* start MATERIAL SUPPLIED *

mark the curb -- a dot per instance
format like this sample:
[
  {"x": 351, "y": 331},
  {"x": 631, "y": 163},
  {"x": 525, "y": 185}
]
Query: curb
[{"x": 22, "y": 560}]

* end MATERIAL SUPPLIED *

◆ **WRITTEN PROBLEM**
Copy the records above line for line, changing nothing.

◆ **OUTPUT FOR THIS TASK**
mark the curb -- a dot per instance
format like this sample:
[
  {"x": 351, "y": 331},
  {"x": 631, "y": 163},
  {"x": 525, "y": 185}
]
Query: curb
[{"x": 22, "y": 560}]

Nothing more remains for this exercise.